Everything from the line containing "red sequined dress." through the final line of the records must be transcribed verbatim; nothing else belongs in the result.

:: Information shown

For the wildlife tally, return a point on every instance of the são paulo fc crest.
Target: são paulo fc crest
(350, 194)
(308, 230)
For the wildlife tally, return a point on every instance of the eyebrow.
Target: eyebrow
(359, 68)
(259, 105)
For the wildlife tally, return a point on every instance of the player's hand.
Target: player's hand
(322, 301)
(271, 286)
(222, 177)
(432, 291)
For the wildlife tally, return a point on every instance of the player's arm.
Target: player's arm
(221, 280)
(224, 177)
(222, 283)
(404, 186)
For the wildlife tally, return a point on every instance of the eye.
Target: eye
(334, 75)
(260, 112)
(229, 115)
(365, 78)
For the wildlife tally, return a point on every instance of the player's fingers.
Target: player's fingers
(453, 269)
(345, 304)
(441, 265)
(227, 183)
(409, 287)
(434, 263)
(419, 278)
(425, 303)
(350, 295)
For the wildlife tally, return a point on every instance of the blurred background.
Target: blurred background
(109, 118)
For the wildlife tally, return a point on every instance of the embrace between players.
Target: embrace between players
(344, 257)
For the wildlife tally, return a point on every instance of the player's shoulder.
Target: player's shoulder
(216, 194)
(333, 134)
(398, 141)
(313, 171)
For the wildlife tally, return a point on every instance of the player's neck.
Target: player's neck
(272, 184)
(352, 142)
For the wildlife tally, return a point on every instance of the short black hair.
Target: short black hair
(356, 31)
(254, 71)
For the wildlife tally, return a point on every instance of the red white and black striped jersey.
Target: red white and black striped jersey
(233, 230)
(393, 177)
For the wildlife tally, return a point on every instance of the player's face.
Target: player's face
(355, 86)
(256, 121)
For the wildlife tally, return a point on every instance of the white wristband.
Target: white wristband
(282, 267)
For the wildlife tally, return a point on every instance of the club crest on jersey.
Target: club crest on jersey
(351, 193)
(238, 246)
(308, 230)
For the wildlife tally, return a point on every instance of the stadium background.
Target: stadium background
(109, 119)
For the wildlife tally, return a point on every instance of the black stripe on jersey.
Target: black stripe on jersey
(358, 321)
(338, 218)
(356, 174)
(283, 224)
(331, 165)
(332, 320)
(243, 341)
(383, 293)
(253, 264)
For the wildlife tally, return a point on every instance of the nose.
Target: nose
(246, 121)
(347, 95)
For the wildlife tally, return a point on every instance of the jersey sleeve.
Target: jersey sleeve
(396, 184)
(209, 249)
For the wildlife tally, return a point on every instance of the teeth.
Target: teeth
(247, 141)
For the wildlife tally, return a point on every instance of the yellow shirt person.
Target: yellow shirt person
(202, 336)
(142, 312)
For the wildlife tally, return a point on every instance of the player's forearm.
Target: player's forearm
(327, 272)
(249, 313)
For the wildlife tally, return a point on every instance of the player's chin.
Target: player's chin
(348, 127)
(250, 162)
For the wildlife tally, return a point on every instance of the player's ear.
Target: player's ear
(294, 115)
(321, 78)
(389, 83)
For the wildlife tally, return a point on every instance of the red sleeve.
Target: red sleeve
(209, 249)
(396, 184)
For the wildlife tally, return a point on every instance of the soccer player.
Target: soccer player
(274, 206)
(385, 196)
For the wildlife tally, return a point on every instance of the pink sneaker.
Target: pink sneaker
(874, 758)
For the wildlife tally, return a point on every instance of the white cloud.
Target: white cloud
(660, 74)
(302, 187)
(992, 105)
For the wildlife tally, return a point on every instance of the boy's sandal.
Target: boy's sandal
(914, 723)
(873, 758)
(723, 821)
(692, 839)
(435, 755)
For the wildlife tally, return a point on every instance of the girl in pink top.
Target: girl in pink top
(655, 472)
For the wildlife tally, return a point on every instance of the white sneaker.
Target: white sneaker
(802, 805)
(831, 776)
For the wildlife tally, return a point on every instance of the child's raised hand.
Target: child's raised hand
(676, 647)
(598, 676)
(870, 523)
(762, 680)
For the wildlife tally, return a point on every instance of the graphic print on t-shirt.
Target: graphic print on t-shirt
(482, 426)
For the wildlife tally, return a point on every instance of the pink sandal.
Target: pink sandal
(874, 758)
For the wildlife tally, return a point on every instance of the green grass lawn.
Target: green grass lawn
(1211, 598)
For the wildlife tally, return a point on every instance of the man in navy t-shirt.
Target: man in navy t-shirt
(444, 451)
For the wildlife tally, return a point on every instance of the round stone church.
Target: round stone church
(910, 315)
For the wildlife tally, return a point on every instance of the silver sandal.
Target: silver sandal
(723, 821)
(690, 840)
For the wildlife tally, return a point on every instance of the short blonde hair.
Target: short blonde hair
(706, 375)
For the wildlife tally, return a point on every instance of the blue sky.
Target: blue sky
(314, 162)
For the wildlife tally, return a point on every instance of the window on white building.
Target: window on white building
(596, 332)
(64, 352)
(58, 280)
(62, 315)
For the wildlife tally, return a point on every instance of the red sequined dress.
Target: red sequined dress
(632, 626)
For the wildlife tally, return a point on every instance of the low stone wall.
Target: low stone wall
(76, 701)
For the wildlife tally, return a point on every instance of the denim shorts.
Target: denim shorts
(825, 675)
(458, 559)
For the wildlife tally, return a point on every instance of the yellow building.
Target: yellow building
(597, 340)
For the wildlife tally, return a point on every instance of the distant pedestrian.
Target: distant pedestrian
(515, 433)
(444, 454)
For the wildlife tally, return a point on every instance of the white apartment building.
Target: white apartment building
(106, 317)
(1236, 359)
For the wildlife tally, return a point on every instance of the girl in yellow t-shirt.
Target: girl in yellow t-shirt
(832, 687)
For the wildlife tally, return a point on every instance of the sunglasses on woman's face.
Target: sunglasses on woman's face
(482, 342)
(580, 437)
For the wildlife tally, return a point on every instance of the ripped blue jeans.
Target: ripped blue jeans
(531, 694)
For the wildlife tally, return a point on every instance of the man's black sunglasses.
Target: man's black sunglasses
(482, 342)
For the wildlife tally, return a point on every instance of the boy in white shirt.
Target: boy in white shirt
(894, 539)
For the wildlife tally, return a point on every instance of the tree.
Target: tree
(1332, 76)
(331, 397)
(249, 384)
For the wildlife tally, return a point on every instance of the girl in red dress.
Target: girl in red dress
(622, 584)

::::

** The output **
For the wildlife tally, return a point on every instance of the red sequined dress.
Target: red sequined dress
(632, 626)
For the wildlife tally, return a point on every instance of the low stone wall.
Target: low stone wall
(76, 701)
For the wildlife tally, return a point on every instance of the denim shorts.
Target: denim shorts
(825, 675)
(458, 559)
For the wildlife tally, return a point on every instance of the yellow building.
Target: yellow building
(597, 340)
For the wildlife tally, return a point on every instance of the distant pedestrian.
Target: distant pedestrian
(515, 433)
(444, 454)
For the wildlife tally, return a point on every instance of the white apartment building.
Target: white apartment building
(106, 317)
(1236, 359)
For the wildlife tally, return a point on every instance of the girl in yellow t-shirt.
Target: girl in yellow t-shirt
(832, 687)
For the wildlife tally, return a point on every instance of the sunglasses on woman's face.
Target: sunglasses on woman's face
(482, 342)
(580, 437)
For the wildlife tally, return a point on every instance of the ripped blue jeans.
Target: ripped blue jeans
(531, 694)
For the wildlife tally, return a point on every instance of the man's black sunglasses.
Target: man's black sunglasses
(482, 342)
For the wildlife tally, return a point on every instance of the boy in white shirt.
Target: boy in white shirt
(894, 539)
For the wildlife tally, return a point on every instance of the tree.
Target: tree
(1332, 76)
(331, 397)
(249, 384)
For the wildlife tally, return a point on every instance of the girl in red dress.
Target: girl in red dress
(622, 584)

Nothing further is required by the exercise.